TAREAS:
a – Según el fragmento sobre el juego de los pistoleros, ¿qué era lo único que no se permitía hacer dentro de la zona de juego?
b – Sigue escribiendo el relato sobre el juego de los pistoleros a partir de su última frase.

FRAGMENTO SELECCIONADO:
+++++

Después de este preludio diré que se jugaba a los pistoleros en dos grupos, o en individual. En el primer caso algún problema se dada para formar los equipos, pues todos queríamos de compañeros al que no faltara maestría y se le tenía por marrajo redomado. Se sabía que si le tocaba a un mastuerzo, tus espaldas acabarían agujereadas de plomo enemigo. Se le delimitaba una zona de juego, que solía ser muy amplia, fluctuando en función del número de pistoleros, y en esa zona no existía límite de actuación. Se permitía el allanamiento de corrales, la reubicación de las tejas, incluso su rotura, si con ello uno lograba zafarse de su enemigo, o darle caza; en este campo estaba permitido, menos pegar fuego al pueblo, todo.

+++++

DATOS EXTRAÍDOS:
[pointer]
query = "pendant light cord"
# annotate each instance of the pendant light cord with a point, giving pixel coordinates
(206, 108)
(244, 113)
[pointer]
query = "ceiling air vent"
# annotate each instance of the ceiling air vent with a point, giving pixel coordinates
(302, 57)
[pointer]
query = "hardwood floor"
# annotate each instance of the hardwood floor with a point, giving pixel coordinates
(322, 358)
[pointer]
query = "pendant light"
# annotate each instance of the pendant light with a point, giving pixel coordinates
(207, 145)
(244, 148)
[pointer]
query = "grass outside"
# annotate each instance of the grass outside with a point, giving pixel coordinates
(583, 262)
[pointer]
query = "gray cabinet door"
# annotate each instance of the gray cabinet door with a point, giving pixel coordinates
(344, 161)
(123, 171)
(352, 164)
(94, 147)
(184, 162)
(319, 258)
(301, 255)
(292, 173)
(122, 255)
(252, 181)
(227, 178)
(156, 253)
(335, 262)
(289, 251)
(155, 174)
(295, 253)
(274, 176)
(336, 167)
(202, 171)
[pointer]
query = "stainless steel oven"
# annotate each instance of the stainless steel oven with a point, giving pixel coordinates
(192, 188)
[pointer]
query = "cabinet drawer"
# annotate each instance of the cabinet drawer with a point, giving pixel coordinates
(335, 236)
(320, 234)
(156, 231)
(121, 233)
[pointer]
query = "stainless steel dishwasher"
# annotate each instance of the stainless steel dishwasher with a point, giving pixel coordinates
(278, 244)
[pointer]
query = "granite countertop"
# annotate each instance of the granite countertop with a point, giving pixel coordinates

+++++

LAS RESPUESTAS:
a – Pegar fuego al pueblo.

b –
Antes de empezar se dejaba claro la cantidad de blanco mínimo necesario para registrar al enemigo como muerto, pues en estas trapisondas no existían las medias tintas, osea, heridos. Tras la delicada operación de pertrecharse con un palo aparente, digno sustituto del colt 45 de marras, comenzaba la partida repartiéndose el personal por las zonas de salida. Por momentos la gente se movía cuan mínimos, ágiles y sigilosos, desplegando la estrategia o respondiendo con improvisación a la situación del momento. Otras veces se trataba de correr en descubierto a nuevas posiciones ante la certeza de verse sorprendido de inmediato. Si esto ocurría sonaba entonces el colt 45 por boca de su hábil portador y detrás el vocablo “muerto, te maté”.
No pocas zaragatas se armaron como la que sigue:
-¡ No me has matado! – voceaba el tiroteado ya bien escondido
-¡ Cómo que no! Ya estamos igual que siempre. Estás muerto
-Cómo me vas a matar si no me has visto más que la coronilla – esto saltaba el que no quería dejar el juego, a ver si colaba.
-¡Lo dirás tú! –decía el que reclamaba la muerte de su enemigo, con más aplomo y seguridad a medida que avanzab a la discusión, - si te he pillado por detrás… Te he visto medio cuerpo; no te has enterado de nada hsta que te disparé.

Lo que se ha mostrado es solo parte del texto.